**WRITTEN INSTRUCTION:** List each line of the items below that contains the word "ground", copying those lines in full.

**SUPPLIED ENTRIES:**
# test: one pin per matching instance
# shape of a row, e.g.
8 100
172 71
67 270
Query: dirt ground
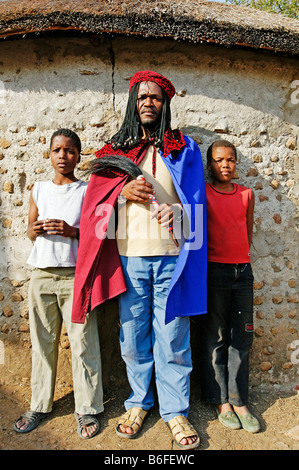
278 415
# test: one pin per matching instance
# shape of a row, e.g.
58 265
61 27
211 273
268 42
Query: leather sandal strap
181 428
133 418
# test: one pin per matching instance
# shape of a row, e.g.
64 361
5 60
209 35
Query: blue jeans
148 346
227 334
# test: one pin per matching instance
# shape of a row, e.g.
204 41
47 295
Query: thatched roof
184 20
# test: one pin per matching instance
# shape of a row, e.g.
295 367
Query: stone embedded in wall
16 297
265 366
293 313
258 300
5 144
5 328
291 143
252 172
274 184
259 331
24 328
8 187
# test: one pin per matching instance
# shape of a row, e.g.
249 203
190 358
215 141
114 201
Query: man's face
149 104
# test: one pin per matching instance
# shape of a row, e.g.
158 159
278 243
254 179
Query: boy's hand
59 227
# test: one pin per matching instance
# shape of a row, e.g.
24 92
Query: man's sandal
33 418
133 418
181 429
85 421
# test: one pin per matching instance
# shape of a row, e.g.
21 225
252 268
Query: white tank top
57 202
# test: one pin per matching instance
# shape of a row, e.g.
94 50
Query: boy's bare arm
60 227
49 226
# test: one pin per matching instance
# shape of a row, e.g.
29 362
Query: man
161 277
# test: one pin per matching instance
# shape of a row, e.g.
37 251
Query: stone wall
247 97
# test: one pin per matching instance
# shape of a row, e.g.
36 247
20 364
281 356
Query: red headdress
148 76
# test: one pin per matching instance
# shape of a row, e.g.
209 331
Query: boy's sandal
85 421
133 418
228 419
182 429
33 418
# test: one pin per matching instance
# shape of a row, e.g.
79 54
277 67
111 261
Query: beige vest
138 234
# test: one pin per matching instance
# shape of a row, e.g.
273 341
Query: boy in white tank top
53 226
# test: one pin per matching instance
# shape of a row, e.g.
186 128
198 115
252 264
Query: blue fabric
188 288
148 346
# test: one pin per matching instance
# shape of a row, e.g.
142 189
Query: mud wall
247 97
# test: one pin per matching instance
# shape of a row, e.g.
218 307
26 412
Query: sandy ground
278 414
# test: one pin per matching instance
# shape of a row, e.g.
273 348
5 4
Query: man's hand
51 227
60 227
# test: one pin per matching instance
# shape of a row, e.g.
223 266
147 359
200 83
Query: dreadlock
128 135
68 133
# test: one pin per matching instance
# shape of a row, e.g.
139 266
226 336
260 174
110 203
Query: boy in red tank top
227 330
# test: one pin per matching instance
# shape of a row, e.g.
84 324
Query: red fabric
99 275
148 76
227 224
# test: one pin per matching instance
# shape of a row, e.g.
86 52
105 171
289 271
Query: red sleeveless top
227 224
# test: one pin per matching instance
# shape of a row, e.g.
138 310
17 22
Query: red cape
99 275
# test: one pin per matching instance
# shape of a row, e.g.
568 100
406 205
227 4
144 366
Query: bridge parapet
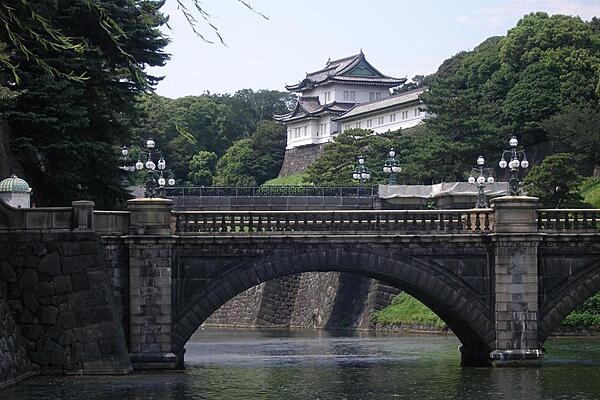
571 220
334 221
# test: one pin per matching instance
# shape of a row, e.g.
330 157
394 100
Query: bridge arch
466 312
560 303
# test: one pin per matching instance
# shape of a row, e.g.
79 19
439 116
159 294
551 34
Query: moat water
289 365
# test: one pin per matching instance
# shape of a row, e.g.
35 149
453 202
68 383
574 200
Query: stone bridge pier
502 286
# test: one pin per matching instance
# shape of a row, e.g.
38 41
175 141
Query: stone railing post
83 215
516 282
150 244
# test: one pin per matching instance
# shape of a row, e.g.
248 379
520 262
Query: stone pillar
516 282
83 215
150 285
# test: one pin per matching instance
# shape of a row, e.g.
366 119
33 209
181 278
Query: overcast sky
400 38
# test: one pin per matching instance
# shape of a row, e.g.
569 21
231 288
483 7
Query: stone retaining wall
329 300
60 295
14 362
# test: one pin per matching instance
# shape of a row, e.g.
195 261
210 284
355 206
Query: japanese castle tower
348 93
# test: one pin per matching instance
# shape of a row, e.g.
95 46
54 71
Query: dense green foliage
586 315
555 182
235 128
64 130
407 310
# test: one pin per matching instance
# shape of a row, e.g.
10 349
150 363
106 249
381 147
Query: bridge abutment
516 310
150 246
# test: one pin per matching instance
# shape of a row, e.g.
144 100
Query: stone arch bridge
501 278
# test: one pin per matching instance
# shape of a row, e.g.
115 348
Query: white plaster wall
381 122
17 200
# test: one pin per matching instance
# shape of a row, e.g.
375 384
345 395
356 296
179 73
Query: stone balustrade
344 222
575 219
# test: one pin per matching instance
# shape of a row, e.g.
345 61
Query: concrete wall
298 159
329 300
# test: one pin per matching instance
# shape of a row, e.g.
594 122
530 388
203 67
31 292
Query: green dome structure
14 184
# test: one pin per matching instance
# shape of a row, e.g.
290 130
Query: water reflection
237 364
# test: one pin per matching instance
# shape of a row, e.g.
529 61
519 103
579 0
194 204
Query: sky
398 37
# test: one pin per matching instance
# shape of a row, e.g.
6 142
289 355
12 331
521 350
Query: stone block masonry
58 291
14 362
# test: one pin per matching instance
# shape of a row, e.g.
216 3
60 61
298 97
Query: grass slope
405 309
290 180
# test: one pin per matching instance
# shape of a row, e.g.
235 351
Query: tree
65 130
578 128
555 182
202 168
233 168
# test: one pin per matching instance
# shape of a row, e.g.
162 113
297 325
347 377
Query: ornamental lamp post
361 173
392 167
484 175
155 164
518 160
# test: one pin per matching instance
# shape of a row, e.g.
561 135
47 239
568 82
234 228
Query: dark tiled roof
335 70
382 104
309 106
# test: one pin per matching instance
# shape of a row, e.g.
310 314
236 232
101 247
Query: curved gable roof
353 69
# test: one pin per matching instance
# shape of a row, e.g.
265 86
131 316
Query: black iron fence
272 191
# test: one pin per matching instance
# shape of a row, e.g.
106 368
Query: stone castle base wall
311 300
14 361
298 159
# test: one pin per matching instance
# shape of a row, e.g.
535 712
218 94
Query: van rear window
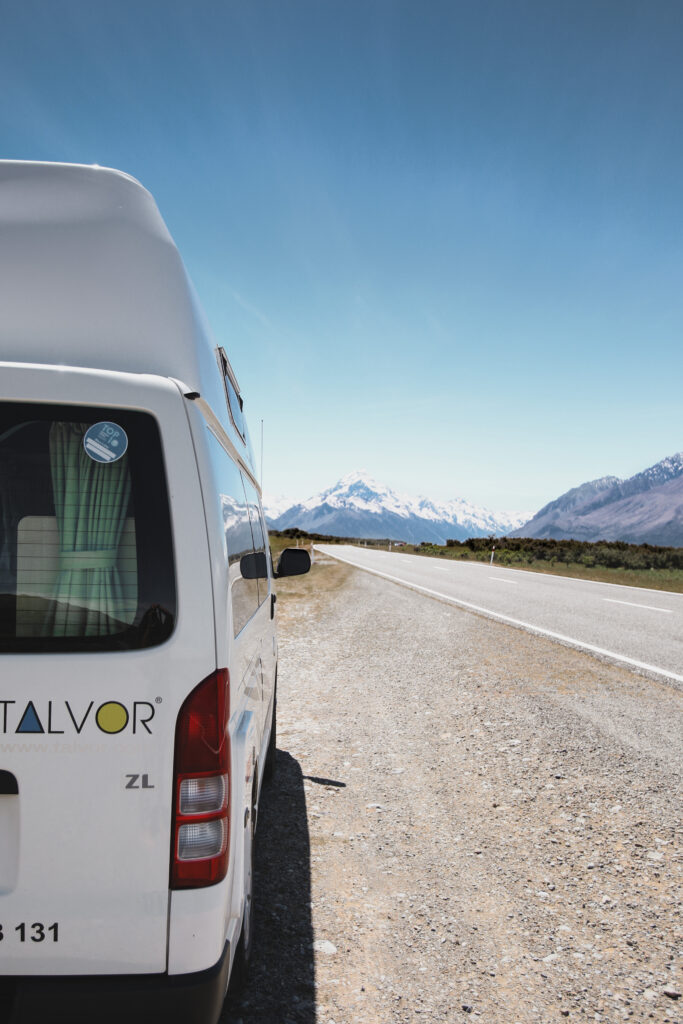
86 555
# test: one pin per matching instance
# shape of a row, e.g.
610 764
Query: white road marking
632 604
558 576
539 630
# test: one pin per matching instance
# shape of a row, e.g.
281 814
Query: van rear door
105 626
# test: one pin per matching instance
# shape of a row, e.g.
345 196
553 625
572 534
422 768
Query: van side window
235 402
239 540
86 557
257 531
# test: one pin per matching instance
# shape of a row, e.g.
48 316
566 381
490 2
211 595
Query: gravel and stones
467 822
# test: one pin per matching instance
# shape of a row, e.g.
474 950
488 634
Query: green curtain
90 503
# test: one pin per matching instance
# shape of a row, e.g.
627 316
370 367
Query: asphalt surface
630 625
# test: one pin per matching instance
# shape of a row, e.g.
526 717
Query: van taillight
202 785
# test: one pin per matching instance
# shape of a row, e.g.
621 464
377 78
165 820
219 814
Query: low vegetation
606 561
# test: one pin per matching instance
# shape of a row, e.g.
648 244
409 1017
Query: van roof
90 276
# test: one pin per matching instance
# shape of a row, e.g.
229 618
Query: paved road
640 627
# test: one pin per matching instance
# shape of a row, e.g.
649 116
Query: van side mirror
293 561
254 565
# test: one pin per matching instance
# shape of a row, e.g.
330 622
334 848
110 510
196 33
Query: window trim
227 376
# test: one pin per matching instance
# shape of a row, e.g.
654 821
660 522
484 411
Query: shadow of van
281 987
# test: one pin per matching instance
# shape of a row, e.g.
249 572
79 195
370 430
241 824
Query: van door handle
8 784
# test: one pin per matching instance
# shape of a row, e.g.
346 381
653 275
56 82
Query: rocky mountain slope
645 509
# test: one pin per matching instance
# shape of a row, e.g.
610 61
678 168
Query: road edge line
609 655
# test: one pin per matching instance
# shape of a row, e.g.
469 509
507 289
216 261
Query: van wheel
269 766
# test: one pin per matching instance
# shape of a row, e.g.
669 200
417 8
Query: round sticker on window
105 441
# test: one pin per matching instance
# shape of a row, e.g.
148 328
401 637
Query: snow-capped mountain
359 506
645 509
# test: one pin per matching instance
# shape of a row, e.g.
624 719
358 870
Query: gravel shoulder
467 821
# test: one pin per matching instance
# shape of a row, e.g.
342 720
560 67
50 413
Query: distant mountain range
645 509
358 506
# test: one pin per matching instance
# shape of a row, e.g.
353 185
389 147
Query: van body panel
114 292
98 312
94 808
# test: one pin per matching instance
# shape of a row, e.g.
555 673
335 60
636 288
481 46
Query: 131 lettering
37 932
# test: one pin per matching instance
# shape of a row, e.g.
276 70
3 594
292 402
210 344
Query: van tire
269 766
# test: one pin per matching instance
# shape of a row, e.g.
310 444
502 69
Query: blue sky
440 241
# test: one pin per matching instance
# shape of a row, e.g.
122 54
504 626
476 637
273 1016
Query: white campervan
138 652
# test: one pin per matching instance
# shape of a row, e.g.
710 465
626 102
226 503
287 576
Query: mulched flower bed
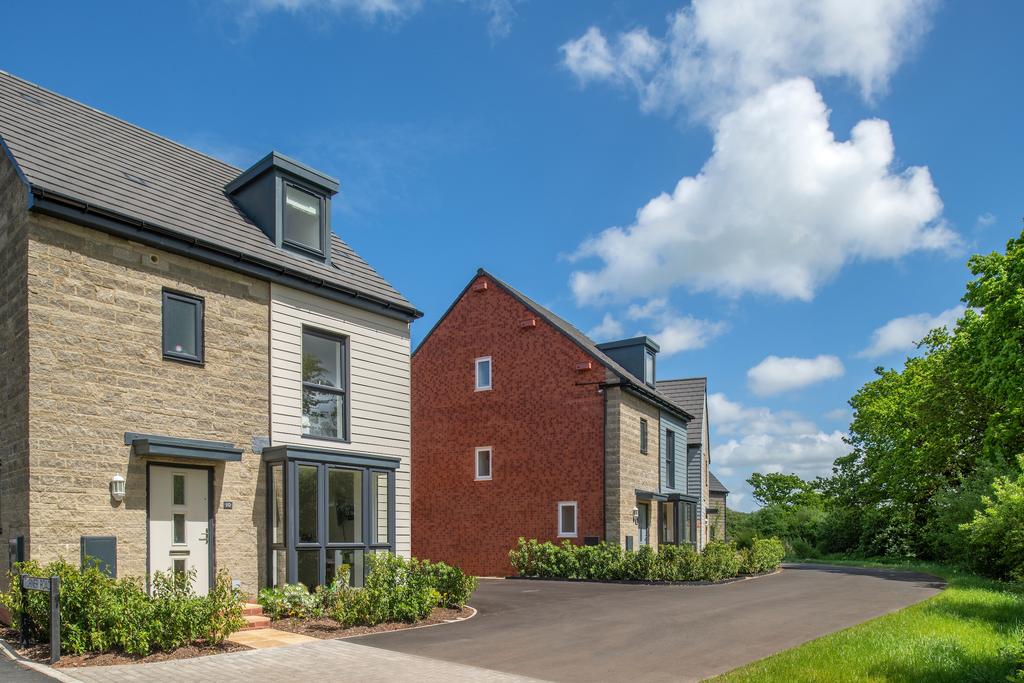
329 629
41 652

**ANSWER:**
Query: dirt ground
Query: sandy ground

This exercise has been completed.